▶ **PAGE TEXT**
YouTube videos that show teens deliberately cutting and injuring themselves are viewed by millions of online watchers -- something a new study suggests might make these disturbing acts seem mainstream and normal.
The study, published online Monday in the journal Pediatrics, notes that nonsuicidal self-injury -- cutting or physically hurting oneself in some way -- consistently appears in about 14% to 24% percent of children, teens and young adults.
Researchers studied the top 100 videos of such acts on YouTube and found they had received more than 2 million page views. Viewers ranked some of them, some showing graphic videos or photos of injuries, as favorable.
"The nature of nonsuicidal self-injury videos on YouTube may foster normalization of nonsuicidal self-injury and may reinforce the behavior through regular viewing of nonsuicidal self-injury-themed videos," the study says. "Graphic videos showing nonsuicidal self-injury are frequently accessed and received positively by viewers." Here's an abstract of the study.

▶ **Stored items from a collection**
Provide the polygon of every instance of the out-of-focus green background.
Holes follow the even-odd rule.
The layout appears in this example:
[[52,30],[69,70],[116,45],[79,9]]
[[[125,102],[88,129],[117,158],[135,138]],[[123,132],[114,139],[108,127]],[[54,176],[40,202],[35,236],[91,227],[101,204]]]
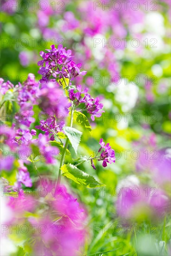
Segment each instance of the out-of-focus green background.
[[[96,171],[89,163],[80,167],[105,184],[106,191],[132,175],[152,186],[143,166],[146,163],[142,163],[145,170],[138,172],[137,160],[132,153],[146,148],[150,154],[151,150],[170,146],[170,1],[138,1],[140,8],[137,11],[129,4],[127,10],[122,6],[120,10],[109,10],[103,5],[108,1],[44,1],[44,10],[43,3],[38,5],[42,1],[36,1],[33,8],[29,1],[17,1],[17,9],[8,8],[10,2],[1,14],[1,77],[14,85],[25,80],[29,73],[35,74],[38,80],[37,63],[41,59],[40,51],[61,43],[71,49],[76,62],[82,63],[82,70],[88,72],[74,82],[89,87],[93,96],[101,99],[105,110],[91,124],[91,133],[79,127],[84,132],[79,153],[88,156],[95,154],[103,138],[115,150],[116,156],[115,163],[105,168],[99,162],[95,163]],[[127,47],[123,38],[127,39]],[[121,42],[120,47],[112,43],[104,44],[116,39]],[[134,39],[139,42],[137,47],[130,43],[137,45],[137,41],[133,42]],[[116,40],[115,45],[118,43]],[[38,120],[36,122],[38,124]],[[153,134],[155,147],[148,142]],[[127,157],[125,150],[128,150]],[[43,173],[55,175],[54,167],[44,167],[41,162],[38,166]],[[141,232],[137,237],[131,231],[127,234],[123,230],[104,231],[103,225],[108,229],[110,224],[120,223],[115,207],[117,197],[103,189],[97,192],[70,182],[89,213],[91,238],[85,246],[86,253],[117,249],[106,255],[169,255],[170,222],[167,216],[156,223],[155,234],[146,234],[145,225],[149,223],[145,220],[139,221]],[[96,224],[100,226],[97,231]],[[165,243],[162,251],[156,246],[160,241]],[[136,252],[137,248],[139,254]]]

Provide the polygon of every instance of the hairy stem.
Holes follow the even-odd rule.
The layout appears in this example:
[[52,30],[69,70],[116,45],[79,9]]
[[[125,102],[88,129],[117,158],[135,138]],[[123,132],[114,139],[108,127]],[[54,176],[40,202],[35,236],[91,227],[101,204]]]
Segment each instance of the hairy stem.
[[[65,81],[63,76],[63,80],[64,81],[65,84],[66,84],[66,81]],[[73,121],[74,111],[74,104],[73,104],[71,106],[71,114],[70,114],[70,127],[72,127],[72,124],[73,124]],[[62,166],[63,165],[64,160],[64,159],[65,159],[65,154],[66,154],[66,150],[67,150],[67,148],[68,148],[69,142],[69,139],[68,138],[67,138],[67,139],[66,139],[66,141],[65,147],[64,147],[64,148],[63,148],[63,154],[62,155],[61,162],[60,162],[60,163],[58,176],[58,177],[57,177],[57,182],[56,185],[56,189],[57,189],[57,187],[59,186],[59,184],[60,184],[60,182],[61,182],[61,168]]]
[[32,163],[33,164],[33,165],[34,166],[34,168],[35,168],[36,169],[36,171],[37,171],[37,173],[38,173],[38,176],[39,176],[39,178],[40,178],[40,181],[41,182],[41,183],[43,185],[43,186],[44,186],[44,183],[43,183],[43,180],[42,180],[42,179],[40,176],[40,175],[39,174],[39,171],[38,171],[38,169],[36,167],[36,166],[35,165],[35,164],[34,163],[34,160],[33,160],[33,159],[32,158],[32,156],[31,156],[31,160],[32,160]]

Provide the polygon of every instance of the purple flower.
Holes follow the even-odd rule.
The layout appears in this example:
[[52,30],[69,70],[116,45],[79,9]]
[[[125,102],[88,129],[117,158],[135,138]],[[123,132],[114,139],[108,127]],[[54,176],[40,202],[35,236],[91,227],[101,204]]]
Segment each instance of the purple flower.
[[27,52],[21,52],[19,54],[21,64],[24,67],[27,67],[30,63],[29,53]]
[[56,147],[49,145],[48,137],[40,134],[38,139],[36,140],[35,142],[40,149],[40,153],[44,157],[46,163],[56,163],[55,156],[59,155],[60,151]]
[[64,97],[63,92],[57,88],[52,82],[49,82],[40,90],[39,94],[39,106],[50,115],[55,115],[57,117],[62,115],[64,118],[70,106],[67,97]]
[[7,155],[6,157],[1,155],[0,171],[3,170],[5,171],[10,171],[12,168],[13,161],[14,158],[13,157],[12,157],[11,155]]
[[101,116],[101,113],[104,112],[102,110],[103,104],[99,103],[99,98],[94,99],[89,94],[86,94],[84,98],[82,99],[82,101],[85,101],[86,111],[92,115],[91,119],[93,121],[95,121],[95,116],[100,117]]
[[52,134],[50,138],[51,141],[54,141],[54,133],[57,133],[62,131],[62,128],[65,125],[65,122],[63,121],[59,121],[57,123],[56,118],[54,116],[51,116],[46,120],[41,120],[40,125],[35,126],[35,128],[40,129],[45,132],[45,135],[49,135]]
[[[87,93],[88,88],[86,88],[83,91],[82,91],[81,85],[77,87],[76,88],[71,88],[69,90],[70,99],[74,101],[74,103],[78,105],[81,103],[84,103],[85,104],[85,111],[91,115],[91,118],[93,121],[95,121],[95,116],[100,117],[101,113],[104,112],[102,110],[103,105],[99,103],[99,98],[94,99]],[[84,94],[84,96],[82,97],[82,94]]]
[[4,80],[2,78],[0,78],[0,92],[4,95],[6,91],[9,89],[13,89],[14,86],[9,81],[4,82]]
[[114,150],[111,149],[111,147],[109,146],[109,143],[107,143],[105,146],[104,142],[103,141],[103,139],[101,139],[99,144],[101,146],[101,148],[99,149],[99,152],[100,152],[103,148],[105,150],[101,153],[100,157],[98,161],[103,161],[102,165],[103,167],[107,166],[107,163],[112,163],[112,162],[115,162]]
[[17,175],[17,183],[15,186],[18,188],[21,187],[21,183],[24,184],[25,187],[32,187],[32,181],[30,177],[30,174],[27,171],[27,168],[24,165],[22,160],[19,160],[20,166],[19,169],[19,173]]

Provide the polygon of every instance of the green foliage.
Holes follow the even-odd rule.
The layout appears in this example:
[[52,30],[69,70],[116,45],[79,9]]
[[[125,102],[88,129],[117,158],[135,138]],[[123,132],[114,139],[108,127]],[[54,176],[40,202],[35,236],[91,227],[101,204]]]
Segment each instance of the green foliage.
[[78,131],[78,130],[75,128],[69,126],[63,127],[63,129],[70,140],[76,155],[77,155],[78,147],[82,133],[80,132],[80,131]]
[[95,180],[92,176],[80,170],[70,163],[64,164],[61,169],[63,171],[63,176],[72,180],[78,184],[85,186],[87,188],[91,189],[104,186],[103,184],[99,183]]

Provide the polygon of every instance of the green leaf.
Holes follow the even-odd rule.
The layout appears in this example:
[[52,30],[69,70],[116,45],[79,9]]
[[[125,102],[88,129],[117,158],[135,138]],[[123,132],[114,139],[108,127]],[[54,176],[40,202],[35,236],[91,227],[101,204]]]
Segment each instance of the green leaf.
[[1,103],[2,103],[3,102],[6,101],[11,101],[13,99],[13,90],[10,89],[7,91],[6,94],[3,97]]
[[70,163],[64,164],[61,168],[63,175],[70,179],[78,184],[80,184],[87,188],[97,188],[105,186],[99,183],[94,177],[81,171]]
[[[59,142],[59,141],[50,141],[51,145],[51,146],[53,146],[54,147],[57,147],[57,148],[59,149],[60,150],[60,154],[62,155],[63,153],[63,150],[64,148],[63,145],[62,143]],[[68,149],[67,149],[66,151],[66,154],[69,155],[70,154],[70,152]]]
[[57,134],[60,139],[65,139],[66,137],[64,133],[62,132],[59,132]]
[[82,133],[80,132],[80,131],[78,131],[78,130],[75,128],[72,128],[69,126],[65,126],[63,127],[63,129],[66,135],[70,140],[76,155],[78,147],[80,143],[81,137]]
[[83,114],[76,111],[74,112],[74,119],[76,120],[77,123],[81,124],[82,126],[87,129],[91,132],[91,127],[89,123],[89,121],[87,117]]
[[13,103],[11,101],[6,101],[5,103],[6,113],[11,114],[13,112]]
[[76,162],[79,162],[82,161],[87,161],[88,159],[89,159],[89,157],[88,157],[86,155],[80,155],[79,157],[78,157],[78,158],[76,158],[76,159],[72,158],[72,160],[74,160],[74,161],[75,161]]

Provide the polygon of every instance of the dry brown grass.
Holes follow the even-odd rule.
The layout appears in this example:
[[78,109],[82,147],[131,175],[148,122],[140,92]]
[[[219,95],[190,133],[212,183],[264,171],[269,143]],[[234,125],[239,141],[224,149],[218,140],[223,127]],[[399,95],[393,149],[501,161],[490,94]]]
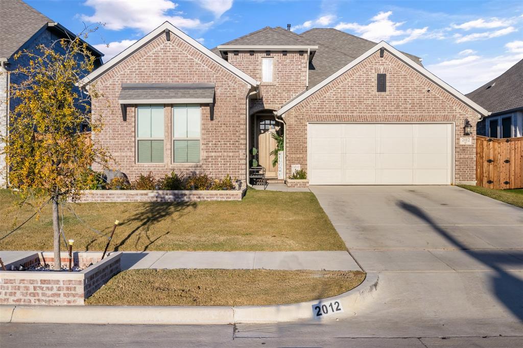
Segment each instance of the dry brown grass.
[[[11,191],[0,190],[0,238],[34,208],[14,206]],[[310,192],[249,190],[238,202],[113,203],[71,204],[86,224],[66,208],[67,238],[75,250],[103,250],[115,220],[109,250],[345,250],[345,246],[316,197]],[[15,221],[15,218],[18,218]],[[99,236],[89,226],[101,231]],[[52,250],[50,207],[0,240],[0,250]]]
[[89,305],[244,306],[295,303],[348,291],[360,271],[132,270],[115,276]]

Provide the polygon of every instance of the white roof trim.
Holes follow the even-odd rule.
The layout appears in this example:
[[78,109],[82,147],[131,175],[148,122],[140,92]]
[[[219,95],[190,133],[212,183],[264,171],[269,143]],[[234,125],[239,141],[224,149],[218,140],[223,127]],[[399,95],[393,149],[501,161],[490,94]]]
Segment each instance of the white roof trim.
[[317,46],[298,46],[292,45],[220,45],[218,47],[220,51],[228,50],[265,51],[266,50],[283,50],[287,51],[306,51],[317,50]]
[[164,24],[160,27],[156,28],[145,36],[143,37],[133,44],[129,46],[123,51],[121,52],[120,53],[107,62],[107,63],[104,64],[100,67],[92,72],[88,75],[82,79],[82,80],[80,80],[79,84],[81,86],[84,86],[93,82],[95,80],[103,75],[104,73],[117,65],[120,62],[141,49],[144,46],[156,39],[158,36],[163,34],[165,31],[165,29],[168,29],[172,34],[176,35],[181,40],[192,46],[211,60],[221,65],[225,69],[228,70],[229,72],[236,75],[242,80],[245,81],[249,85],[253,86],[256,86],[259,85],[259,83],[255,79],[247,75],[229,62],[227,62],[221,57],[214,54],[208,48],[203,46],[203,45],[201,44],[196,40],[190,37],[167,21],[164,22]]
[[186,98],[165,99],[119,99],[120,104],[212,104],[212,98]]
[[336,72],[330,76],[323,80],[319,84],[312,88],[311,89],[308,90],[305,93],[303,93],[299,97],[297,97],[294,100],[292,100],[288,104],[284,105],[281,109],[280,109],[277,111],[277,114],[278,116],[281,116],[285,114],[286,112],[290,110],[291,109],[296,106],[302,101],[307,99],[309,97],[311,96],[329,83],[332,82],[335,79],[342,76],[343,74],[347,72],[353,67],[356,66],[358,64],[365,60],[371,55],[373,54],[375,52],[377,52],[380,49],[384,49],[385,50],[388,51],[389,53],[391,53],[393,55],[395,56],[396,57],[398,58],[401,60],[403,63],[407,64],[411,68],[418,72],[430,80],[432,82],[438,85],[440,87],[445,90],[451,95],[453,96],[456,99],[462,102],[464,104],[468,106],[471,109],[472,109],[475,111],[480,114],[480,119],[481,119],[484,116],[487,116],[488,114],[488,112],[485,109],[482,108],[481,106],[474,102],[470,99],[464,96],[463,94],[458,91],[456,89],[452,87],[451,86],[440,79],[439,78],[436,77],[434,74],[427,70],[421,65],[416,64],[408,57],[407,57],[405,54],[401,53],[396,49],[395,49],[392,46],[385,42],[385,41],[381,41],[379,43],[377,44],[376,46],[370,49],[366,52],[360,55],[360,56],[356,58],[355,60],[347,64],[343,68]]

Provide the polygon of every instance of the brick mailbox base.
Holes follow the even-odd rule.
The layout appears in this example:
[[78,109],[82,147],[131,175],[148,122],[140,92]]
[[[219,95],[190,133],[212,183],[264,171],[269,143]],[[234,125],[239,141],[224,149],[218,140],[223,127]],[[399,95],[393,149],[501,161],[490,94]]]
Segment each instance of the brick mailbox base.
[[[121,252],[110,253],[100,261],[102,253],[73,253],[73,264],[81,272],[0,271],[0,304],[83,305],[84,300],[121,270]],[[61,253],[62,264],[67,264],[66,252]],[[38,252],[6,265],[17,269],[47,263],[52,265],[53,253]],[[89,265],[93,263],[92,265]]]

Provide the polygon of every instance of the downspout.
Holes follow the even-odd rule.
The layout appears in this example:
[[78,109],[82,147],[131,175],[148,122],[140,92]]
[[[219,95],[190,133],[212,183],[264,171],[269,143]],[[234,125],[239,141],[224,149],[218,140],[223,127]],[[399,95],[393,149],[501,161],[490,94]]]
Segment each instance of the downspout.
[[249,135],[251,129],[251,115],[249,114],[249,99],[252,96],[259,95],[259,86],[256,90],[247,94],[245,98],[245,187],[249,185]]
[[278,112],[277,111],[273,111],[274,114],[274,119],[276,122],[282,123],[283,125],[283,180],[287,181],[287,123],[285,123],[285,120],[283,119],[282,116],[281,119],[278,118]]

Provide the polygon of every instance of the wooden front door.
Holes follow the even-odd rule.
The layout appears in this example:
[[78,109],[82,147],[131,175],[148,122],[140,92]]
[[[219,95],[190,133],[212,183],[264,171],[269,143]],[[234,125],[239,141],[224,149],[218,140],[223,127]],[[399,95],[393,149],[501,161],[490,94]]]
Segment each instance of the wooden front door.
[[276,148],[276,141],[271,136],[271,134],[275,133],[277,130],[276,121],[274,118],[258,117],[258,157],[260,165],[265,168],[266,178],[278,177],[278,165],[272,166],[274,155],[270,154],[271,152]]

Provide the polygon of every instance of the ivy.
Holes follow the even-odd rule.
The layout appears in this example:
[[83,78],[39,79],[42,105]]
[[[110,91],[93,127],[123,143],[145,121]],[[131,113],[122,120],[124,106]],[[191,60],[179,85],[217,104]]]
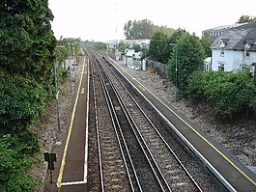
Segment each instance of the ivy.
[[32,192],[38,184],[27,173],[27,169],[37,162],[31,156],[37,145],[31,142],[32,133],[25,134],[30,140],[10,134],[0,138],[0,192]]
[[32,77],[0,78],[0,133],[24,130],[44,111],[48,94]]

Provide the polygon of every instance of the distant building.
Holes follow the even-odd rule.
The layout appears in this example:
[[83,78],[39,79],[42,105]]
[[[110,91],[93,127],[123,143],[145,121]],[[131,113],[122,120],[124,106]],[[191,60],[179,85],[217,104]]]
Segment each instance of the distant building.
[[207,29],[202,32],[202,38],[205,36],[213,37],[213,39],[216,39],[219,37],[222,33],[224,33],[226,30],[229,29],[243,29],[243,28],[253,28],[256,26],[256,23],[249,22],[249,23],[239,23],[234,25],[224,25],[219,27],[214,27],[213,29]]
[[108,49],[114,49],[118,46],[119,42],[123,41],[128,48],[134,48],[135,44],[139,44],[141,49],[149,49],[150,40],[120,40],[120,41],[108,41],[106,42]]
[[255,72],[256,27],[231,28],[215,39],[212,48],[212,70]]

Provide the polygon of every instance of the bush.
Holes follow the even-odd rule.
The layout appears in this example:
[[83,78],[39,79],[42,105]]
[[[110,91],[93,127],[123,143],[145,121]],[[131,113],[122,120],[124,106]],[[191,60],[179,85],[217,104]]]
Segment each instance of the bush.
[[0,71],[0,134],[27,128],[44,111],[47,98],[33,78]]
[[256,87],[249,72],[194,72],[188,78],[187,97],[213,103],[216,115],[233,117],[256,112]]
[[[30,137],[33,134],[27,135]],[[38,149],[38,145],[37,142],[34,143],[33,136],[29,141],[10,134],[0,138],[1,192],[33,191],[38,183],[26,171],[36,162],[36,159],[31,157],[35,149]]]

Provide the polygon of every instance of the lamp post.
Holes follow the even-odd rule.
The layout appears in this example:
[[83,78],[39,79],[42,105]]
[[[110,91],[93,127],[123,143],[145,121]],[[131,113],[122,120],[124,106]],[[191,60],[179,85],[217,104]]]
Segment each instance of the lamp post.
[[175,46],[175,102],[177,101],[177,90],[178,90],[178,58],[177,58],[177,43],[170,43],[169,45]]
[[[65,46],[57,46],[58,49],[65,49]],[[61,130],[60,124],[60,113],[59,113],[59,90],[58,90],[58,76],[57,76],[57,65],[54,63],[54,78],[55,78],[55,89],[56,89],[56,112],[58,121],[58,130]]]

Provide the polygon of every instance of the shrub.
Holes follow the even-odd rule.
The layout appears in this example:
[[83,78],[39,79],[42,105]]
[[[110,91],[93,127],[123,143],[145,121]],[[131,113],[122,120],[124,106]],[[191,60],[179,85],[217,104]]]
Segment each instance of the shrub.
[[[27,133],[31,136],[31,133]],[[37,181],[27,174],[27,169],[36,162],[31,157],[35,148],[33,137],[30,141],[10,134],[0,138],[0,191],[33,191]],[[31,145],[32,144],[32,145]]]
[[256,112],[256,89],[249,72],[194,72],[188,78],[187,97],[213,103],[216,115],[233,117],[242,112]]
[[0,133],[24,130],[44,111],[47,98],[33,78],[0,71]]

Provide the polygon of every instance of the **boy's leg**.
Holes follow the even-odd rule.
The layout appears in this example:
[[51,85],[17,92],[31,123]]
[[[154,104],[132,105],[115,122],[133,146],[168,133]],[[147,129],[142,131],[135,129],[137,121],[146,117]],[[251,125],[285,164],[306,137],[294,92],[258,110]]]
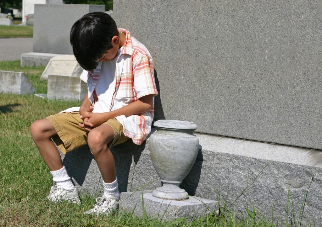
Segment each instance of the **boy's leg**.
[[93,208],[85,214],[98,215],[110,212],[118,207],[119,192],[116,179],[115,164],[108,144],[114,139],[114,130],[103,124],[89,133],[87,142],[102,174],[104,195]]
[[47,198],[54,201],[64,199],[80,203],[77,189],[63,165],[59,152],[51,139],[57,135],[52,124],[46,118],[38,120],[32,124],[31,129],[33,139],[56,183],[56,186],[52,187]]
[[31,129],[33,141],[50,171],[61,169],[63,165],[59,152],[51,139],[57,135],[52,123],[45,118],[38,120],[32,124]]

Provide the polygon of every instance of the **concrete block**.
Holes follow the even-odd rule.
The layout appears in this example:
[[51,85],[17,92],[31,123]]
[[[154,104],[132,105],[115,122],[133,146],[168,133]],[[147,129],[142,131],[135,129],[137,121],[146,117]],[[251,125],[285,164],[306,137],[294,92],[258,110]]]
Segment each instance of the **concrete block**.
[[156,121],[322,149],[321,9],[302,0],[120,0],[113,18],[153,57]]
[[24,66],[45,66],[50,59],[59,56],[57,54],[30,52],[22,54],[21,57],[20,65]]
[[0,92],[23,95],[35,92],[23,73],[0,71]]
[[0,17],[0,25],[12,25],[12,22],[7,18]]
[[105,7],[85,4],[35,4],[33,51],[72,54],[69,40],[72,26],[85,14],[104,12]]
[[79,77],[82,72],[82,68],[77,62],[73,55],[60,55],[54,57],[50,60],[40,79],[47,80],[49,74]]
[[[272,216],[273,220],[279,220],[279,225],[285,225],[289,186],[290,202],[293,203],[298,217],[313,176],[302,224],[321,225],[322,152],[195,134],[200,141],[198,155],[181,185],[189,195],[217,201],[219,192],[223,197],[227,197],[227,204],[236,215],[248,215],[245,207],[252,209],[253,205],[259,216]],[[141,146],[128,141],[112,148],[120,192],[160,187],[150,157],[149,141]],[[100,174],[88,146],[62,157],[69,174],[81,191],[96,195],[102,191]]]
[[49,99],[81,100],[87,92],[86,83],[77,76],[49,75],[47,86]]
[[144,210],[147,216],[168,221],[180,218],[188,218],[187,220],[191,221],[194,218],[198,218],[215,211],[217,202],[214,200],[193,196],[184,200],[162,199],[152,196],[152,192],[122,192],[120,198],[120,209],[129,213],[134,210],[135,216],[142,217],[144,201]]

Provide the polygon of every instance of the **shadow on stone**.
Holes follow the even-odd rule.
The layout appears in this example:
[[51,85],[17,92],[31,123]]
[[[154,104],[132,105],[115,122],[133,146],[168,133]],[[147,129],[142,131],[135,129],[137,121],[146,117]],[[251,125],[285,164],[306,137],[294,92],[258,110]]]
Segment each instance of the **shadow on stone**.
[[199,150],[194,166],[182,181],[181,187],[190,196],[194,196],[199,184],[204,156],[202,153],[202,146],[199,145]]
[[[84,146],[65,155],[62,163],[68,175],[72,176],[73,179],[77,184],[82,185],[90,165],[94,159],[94,156],[88,146]],[[73,164],[71,165],[71,163]],[[98,182],[99,183],[99,182]]]
[[161,94],[160,93],[160,86],[158,79],[157,74],[156,70],[154,70],[154,78],[156,81],[156,90],[159,94],[154,98],[154,116],[153,122],[154,123],[158,120],[163,120],[166,119],[163,112],[163,108],[161,103]]
[[[112,153],[115,160],[115,168],[116,169],[116,176],[118,182],[118,189],[120,192],[128,191],[128,186],[130,188],[132,187],[133,170],[130,176],[130,172],[132,164],[132,158],[135,166],[140,160],[141,154],[145,148],[146,141],[141,146],[136,145],[128,140],[123,144],[117,145],[111,149]],[[124,147],[133,147],[130,150],[125,149]]]
[[0,106],[0,113],[11,113],[13,110],[13,108],[16,106],[21,106],[20,103],[14,103],[14,104],[8,104],[4,106]]

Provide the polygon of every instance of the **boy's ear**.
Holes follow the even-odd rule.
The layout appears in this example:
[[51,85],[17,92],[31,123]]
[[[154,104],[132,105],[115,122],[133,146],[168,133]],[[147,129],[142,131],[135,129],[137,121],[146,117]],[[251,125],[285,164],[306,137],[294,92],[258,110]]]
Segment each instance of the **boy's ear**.
[[117,36],[115,35],[112,37],[111,41],[112,43],[118,45],[120,43],[120,39]]

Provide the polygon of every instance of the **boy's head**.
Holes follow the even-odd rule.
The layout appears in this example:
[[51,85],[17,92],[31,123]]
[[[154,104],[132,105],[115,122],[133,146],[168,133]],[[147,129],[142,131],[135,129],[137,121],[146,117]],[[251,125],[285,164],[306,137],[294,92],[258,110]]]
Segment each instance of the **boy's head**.
[[90,13],[75,22],[70,39],[80,66],[88,71],[95,68],[99,59],[113,47],[111,41],[115,36],[118,36],[116,24],[107,13]]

▶ **TASK REQUIREMENTS**
#1 For each statement about the report on YouTube self-injury videos, say whether it agrees with the text. Answer yes or no, and quote the deciding words. (a) The study appeared in the journal Pediatrics. (b) The researchers examined the top 50 videos of such acts. (c) According to the study, viewers received graphic self-injury videos negatively.
#2 Proceed with the report on YouTube self-injury videos, picking up after its last sentence.

▶ **RESPONSES TO THE EXERCISE**
#1
(a) Yes: "The study, published online Monday in the journal Pediatrics"
(b) No: "Researchers studied the top 100 videos of such acts on YouTube"
(c) No: "Graphic videos showing nonsuicidal self-injury are frequently accessed and received positively by viewers."

#2
Clearly, fascination with these videos and whether this encourages others to take part needs to be examined more closely. HelpGuide.org offers a guide that says:
"Cutting and self-harm are often ways to express deep distress and cope with painful memories. And although you may want to stop, you may not know how to begin. Understanding why you self-harm can be a vital first step toward your recovery."
Some may think, "Eh, a few scars never hurt anyone." THAT, you should hesitate about.